- _WHAT THE EXERCISE ASKS_:
Transcribe the data in full; each line must match exactly.

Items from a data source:
┌──

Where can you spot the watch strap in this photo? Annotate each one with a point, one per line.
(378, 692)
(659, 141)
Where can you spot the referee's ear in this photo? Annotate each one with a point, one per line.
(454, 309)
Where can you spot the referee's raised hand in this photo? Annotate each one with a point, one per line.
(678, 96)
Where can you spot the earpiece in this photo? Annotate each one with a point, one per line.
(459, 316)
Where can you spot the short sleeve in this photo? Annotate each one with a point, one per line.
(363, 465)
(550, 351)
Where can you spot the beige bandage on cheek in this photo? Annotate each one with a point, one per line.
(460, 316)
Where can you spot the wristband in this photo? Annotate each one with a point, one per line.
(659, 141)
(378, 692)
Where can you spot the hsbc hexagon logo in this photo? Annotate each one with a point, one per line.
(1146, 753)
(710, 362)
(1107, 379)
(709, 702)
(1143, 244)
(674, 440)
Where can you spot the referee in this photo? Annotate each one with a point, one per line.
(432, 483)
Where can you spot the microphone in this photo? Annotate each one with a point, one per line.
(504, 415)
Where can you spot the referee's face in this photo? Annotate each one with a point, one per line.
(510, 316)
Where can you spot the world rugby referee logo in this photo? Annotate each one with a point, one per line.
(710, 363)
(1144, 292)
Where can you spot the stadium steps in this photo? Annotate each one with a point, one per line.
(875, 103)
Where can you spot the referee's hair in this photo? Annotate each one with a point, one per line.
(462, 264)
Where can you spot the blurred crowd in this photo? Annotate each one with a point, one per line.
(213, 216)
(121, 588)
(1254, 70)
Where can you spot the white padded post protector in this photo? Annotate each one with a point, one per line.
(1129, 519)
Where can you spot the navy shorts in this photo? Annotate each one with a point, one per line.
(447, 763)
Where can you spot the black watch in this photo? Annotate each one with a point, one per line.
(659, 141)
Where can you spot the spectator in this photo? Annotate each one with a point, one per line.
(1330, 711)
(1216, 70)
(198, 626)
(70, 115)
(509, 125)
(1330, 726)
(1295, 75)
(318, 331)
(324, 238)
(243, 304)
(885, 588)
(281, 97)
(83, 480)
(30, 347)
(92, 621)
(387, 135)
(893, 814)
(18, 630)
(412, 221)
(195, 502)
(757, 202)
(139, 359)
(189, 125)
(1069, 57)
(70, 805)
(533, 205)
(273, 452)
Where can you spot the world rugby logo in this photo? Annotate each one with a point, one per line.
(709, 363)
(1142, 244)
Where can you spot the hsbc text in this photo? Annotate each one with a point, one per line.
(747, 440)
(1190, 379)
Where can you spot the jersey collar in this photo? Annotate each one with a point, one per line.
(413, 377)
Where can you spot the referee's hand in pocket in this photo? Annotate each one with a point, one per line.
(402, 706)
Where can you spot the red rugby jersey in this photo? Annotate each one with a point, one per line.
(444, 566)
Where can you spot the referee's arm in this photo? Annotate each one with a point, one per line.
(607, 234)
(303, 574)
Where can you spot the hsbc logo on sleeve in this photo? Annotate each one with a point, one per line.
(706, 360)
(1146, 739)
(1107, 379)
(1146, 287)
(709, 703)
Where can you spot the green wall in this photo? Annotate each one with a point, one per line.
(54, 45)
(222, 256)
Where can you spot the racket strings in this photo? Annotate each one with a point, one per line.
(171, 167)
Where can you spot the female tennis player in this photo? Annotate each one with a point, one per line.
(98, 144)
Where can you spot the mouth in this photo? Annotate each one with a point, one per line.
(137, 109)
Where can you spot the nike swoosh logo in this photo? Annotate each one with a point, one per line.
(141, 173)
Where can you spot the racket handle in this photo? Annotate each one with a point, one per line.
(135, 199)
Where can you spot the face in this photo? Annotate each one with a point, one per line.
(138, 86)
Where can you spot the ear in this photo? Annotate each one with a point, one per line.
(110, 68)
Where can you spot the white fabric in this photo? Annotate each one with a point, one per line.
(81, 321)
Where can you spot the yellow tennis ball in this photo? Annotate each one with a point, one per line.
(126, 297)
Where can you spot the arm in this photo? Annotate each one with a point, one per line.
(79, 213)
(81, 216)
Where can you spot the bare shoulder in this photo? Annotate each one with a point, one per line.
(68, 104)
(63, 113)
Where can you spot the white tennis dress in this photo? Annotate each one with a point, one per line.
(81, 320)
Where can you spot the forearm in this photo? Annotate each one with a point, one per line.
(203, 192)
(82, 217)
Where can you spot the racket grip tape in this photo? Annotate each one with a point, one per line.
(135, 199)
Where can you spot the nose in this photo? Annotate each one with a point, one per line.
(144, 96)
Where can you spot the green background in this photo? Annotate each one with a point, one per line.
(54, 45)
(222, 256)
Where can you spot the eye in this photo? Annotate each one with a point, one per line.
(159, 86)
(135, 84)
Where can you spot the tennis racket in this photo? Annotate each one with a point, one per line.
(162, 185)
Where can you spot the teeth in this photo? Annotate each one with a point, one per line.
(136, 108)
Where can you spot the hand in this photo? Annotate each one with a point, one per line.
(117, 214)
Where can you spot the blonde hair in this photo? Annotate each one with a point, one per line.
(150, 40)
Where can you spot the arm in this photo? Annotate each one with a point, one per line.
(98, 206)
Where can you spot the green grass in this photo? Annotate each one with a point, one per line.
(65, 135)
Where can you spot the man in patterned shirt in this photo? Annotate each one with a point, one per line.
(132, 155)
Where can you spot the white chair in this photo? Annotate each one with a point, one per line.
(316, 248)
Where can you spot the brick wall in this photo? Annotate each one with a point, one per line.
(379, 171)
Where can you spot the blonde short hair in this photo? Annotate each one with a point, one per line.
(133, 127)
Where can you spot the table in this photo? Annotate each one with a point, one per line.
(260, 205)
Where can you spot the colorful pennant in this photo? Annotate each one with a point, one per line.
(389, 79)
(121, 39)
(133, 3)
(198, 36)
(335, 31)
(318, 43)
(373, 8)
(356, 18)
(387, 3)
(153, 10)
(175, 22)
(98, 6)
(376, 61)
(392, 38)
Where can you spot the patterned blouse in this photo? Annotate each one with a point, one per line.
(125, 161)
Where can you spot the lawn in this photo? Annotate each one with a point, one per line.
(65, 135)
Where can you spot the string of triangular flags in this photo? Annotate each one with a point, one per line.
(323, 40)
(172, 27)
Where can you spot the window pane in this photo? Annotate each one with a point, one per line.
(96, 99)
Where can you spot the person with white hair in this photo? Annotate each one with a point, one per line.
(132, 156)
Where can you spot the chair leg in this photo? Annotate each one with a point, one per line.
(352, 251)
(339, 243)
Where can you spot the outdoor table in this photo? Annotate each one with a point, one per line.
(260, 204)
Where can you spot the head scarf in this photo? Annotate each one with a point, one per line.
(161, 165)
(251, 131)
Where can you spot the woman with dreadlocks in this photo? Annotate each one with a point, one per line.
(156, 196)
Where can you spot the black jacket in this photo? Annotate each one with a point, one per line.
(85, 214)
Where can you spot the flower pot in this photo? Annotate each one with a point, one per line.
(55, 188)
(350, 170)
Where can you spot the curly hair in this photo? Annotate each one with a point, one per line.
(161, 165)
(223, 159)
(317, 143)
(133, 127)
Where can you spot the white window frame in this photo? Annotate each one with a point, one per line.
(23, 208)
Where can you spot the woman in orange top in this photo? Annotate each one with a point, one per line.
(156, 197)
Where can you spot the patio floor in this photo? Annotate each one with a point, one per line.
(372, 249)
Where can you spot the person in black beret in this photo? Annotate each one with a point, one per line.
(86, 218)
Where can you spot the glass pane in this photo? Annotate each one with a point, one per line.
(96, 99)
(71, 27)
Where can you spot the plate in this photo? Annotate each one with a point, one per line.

└──

- _EXERCISE OUTPUT_:
Where can you spot the watch strap in this photo? Annotate each one with a point, one per line.
(378, 692)
(659, 141)
Where can you spot the referee's ear in this photo? Annotate each one with a point, one per line.
(454, 309)
Where can you spot the referee's raised hand in this photo? Annotate each one with a point, one per line.
(678, 96)
Where can you spot the earpiece in this photo? Annotate each one with a point, one per line.
(459, 316)
Where can you spot the short sleeve in this photo? Annotate each one with a point, one per line.
(363, 465)
(550, 351)
Where can you spot the beige bandage on cheek in this photo? Annotate each one with a point, one per line.
(460, 316)
Where can you spot the wristband in this photo? Annotate each one with a point, one per line.
(659, 141)
(378, 692)
Where can you spot the hsbc hexagon logo in this photo? Annotate each one with a point, one per line.
(1146, 753)
(710, 362)
(1107, 379)
(709, 702)
(1143, 244)
(674, 440)
Where can you spot the referee in this photo? Annotate each one with a point, one per line.
(432, 483)
Where can you spot the microphone in this photo? Annotate each one with a point, one per line.
(504, 415)
Where can you spot the referee's face in this photo? Annotate each one with a point, one per line.
(510, 316)
Where can you spot the world rugby referee logo in this photo? Annotate each one with a point, one per line.
(710, 363)
(1144, 292)
Where can you spot the stadium steps in this photo? Annotate each one with a point, one per line.
(875, 103)
Where can you spot the referee's hair in this photo? Annotate each one with a point, one per line.
(462, 264)
Where can you spot the blurred crowd in this photo? Annotate each one with a point, one per line.
(213, 216)
(121, 588)
(1254, 70)
Where can you spot the white padded post protector in this photo? Annotate each one with a point, one per line.
(1129, 519)
Where can you spot the navy shorts in this photo? Annotate each one with a point, one per line.
(447, 763)
Where can you spot the black watch in this photo? Annotate each one with a point, one per line.
(659, 141)
Where can you spot the spectator in this photo? Annotate each one with a point, one per line.
(1330, 711)
(1216, 70)
(198, 626)
(70, 115)
(509, 125)
(1330, 726)
(1295, 75)
(318, 331)
(324, 238)
(243, 304)
(885, 588)
(281, 97)
(83, 480)
(30, 347)
(92, 621)
(387, 135)
(893, 814)
(18, 630)
(412, 221)
(195, 502)
(757, 202)
(139, 359)
(189, 125)
(1069, 57)
(70, 805)
(533, 205)
(273, 452)
Where can you spot the world rugby logo in this photo? Annotate each one with a point, one per line.
(709, 363)
(1142, 244)
Where can you spot the hsbc text in this photo? Annotate each one with a point, one per line.
(747, 440)
(1190, 379)
Where can you spot the jersey collar in this photo? Annotate each one with a point, one per line.
(413, 377)
Where can you spot the referee's hand in pocket in this photo? Annotate each one with a point, one per line.
(402, 706)
Where can you spot the red rugby jersey in this photo? Annotate each one with a point, one per line.
(444, 566)
Where can you spot the referee's arm in this photo? Annotate each one with a point, one per line.
(607, 234)
(303, 574)
Where can you spot the hsbc logo on sleeve in this photo? Annotate each one with a point, one per line.
(706, 360)
(1146, 739)
(1107, 379)
(1146, 287)
(709, 703)
Where can you spot the green wall in this photo? Annotate each one with a point, one per line.
(54, 45)
(222, 256)
Where can you spot the racket strings in this photo? Annotate each one with a point, one per line.
(171, 167)
Where can you spot the female tennis player in this photo? Annotate each one with a point, one per line.
(98, 144)
Where can you spot the mouth in this photo? Annotate each one with a point, one per line.
(137, 109)
Where can you spot the nike swoosh logo in this photo? Annotate each one with a point, one per line.
(141, 173)
Where can you spot the racket handle in this photo? Annotate each one with a point, one per line.
(135, 199)
Where can you spot the face in this photo? Annotate each one with a point, one per line.
(138, 86)
Where can you spot the ear in this photo? Annotate each one with a point, one per line.
(110, 68)
Where can you spot the white fabric in this photo? Annotate each one with a point, one per line.
(81, 321)
Where can you spot the yellow tennis ball in this photo? Annotate each one with a point, one per line.
(126, 297)
Where can you spot the arm in this photo? Annotate each one with a point, one per line.
(79, 213)
(81, 216)
Where can you spot the bare shoulder in this photo? Annotate each one with a point, one per line.
(68, 104)
(63, 113)
Where can you spot the white tennis dress in this photo? Annotate each one with a point, one per line.
(81, 320)
Where can you spot the forearm in this photo? Annotate each one with a point, one per line.
(203, 192)
(82, 217)
Where can you spot the racket grip tape in this photo? Annotate each one with a point, one per line.
(135, 199)
Where can you spot the nose in this photo? Annotate each one with a point, one per line.
(144, 96)
Where can you spot the green background in this photo? Annotate each one with a point, one per line.
(54, 45)
(222, 256)
Where can you spot the eye in this photo? Annotate each one with a point, one per line.
(159, 86)
(135, 84)
Where can you spot the tennis racket in this photo? Annotate each one with a point, one per line.
(162, 185)
Where can you spot the teeth in this photo? Annotate each one with a point, one per line.
(136, 108)
Where can you spot the hand in this photo? Annotate each one with a point, one per line.
(117, 214)
Where can you spot the blonde hair in this photo? Annotate each one with a point, one per line.
(150, 40)
Where can you spot the arm in this photo? Annotate each one with a point, one per line.
(98, 206)
Where can you spot the green grass in this photo? Annotate each one with a point, one per line.
(65, 135)
Where can you spot the man in patterned shirt in this photo? Annotate each one with a point, one per line.
(132, 155)
Where can you spot the white chair in this photo? Annotate each one with a point, one per line.
(316, 248)
Where can you spot the brick wall in this photo? Annotate each one with a point, one per line.
(379, 171)
Where can you spot the blonde short hair in this photo? Annotate each one with a point, one per line.
(133, 127)
Where can you spot the table in this photo? Annotate each one with a point, one per line.
(260, 205)
Where can you spot the colorful pennant in this photo? Annotate each one with a point, one per line.
(389, 79)
(121, 39)
(133, 3)
(198, 36)
(335, 31)
(318, 43)
(373, 8)
(356, 18)
(387, 3)
(153, 10)
(175, 22)
(98, 6)
(376, 61)
(392, 38)
Where can you spot the patterned blouse in this photo? Annotate each one with a point, one per line.
(125, 161)
Where can you spot the lawn in this photo? Annotate each one with a point, one per line.
(65, 135)
Where can you spot the string of triangular flags in this photo? Annotate each one with a point, one per line.
(323, 40)
(172, 27)
Where can you spot the window pane in this photo? Annotate each one with a point, one per line.
(96, 99)
Where can you spot the person with white hair in this photo? Annotate each one with a point, one per line.
(132, 156)
Where can you spot the chair leg in this photo? Annotate each one with a point, one per line.
(352, 251)
(339, 243)
Where can you spot the outdoor table in this photo? Annotate each one with a point, one per line.
(260, 204)
Where can you spot the head scarf in this photo? Annotate each one with a point, one per line.
(161, 165)
(251, 131)
Where can you spot the woman with dreadlocks in this photo? Annotate each one with a point, one per line.
(156, 196)
Where can you spot the black jacket in this photo? Annotate each one with a point, one per line.
(85, 214)
Where can you spot the flower pot in this photo? Annotate each one with a point, one per line.
(55, 188)
(350, 170)
Where can you spot the curly hair in this photo? Annotate each one with a point, one per line.
(161, 165)
(223, 159)
(317, 143)
(133, 127)
Where can you spot the white window frame in this photo? Annotate each one with a point, one per line.
(23, 208)
Where can you spot the woman in orange top in this photo? Annotate each one with a point, one per line.
(156, 197)
Where can you spot the patio floor in this photo? Annotate each one with a point, one per line.
(372, 249)
Where can you spot the person in black beret in this photo? Annotate each one with a point, one per line.
(86, 218)
Where can you spot the glass pane in this photo? Annotate each one with a point, one per line.
(96, 99)
(71, 27)
Where can you spot the plate in this photo? Annotate each one with a point, one per line.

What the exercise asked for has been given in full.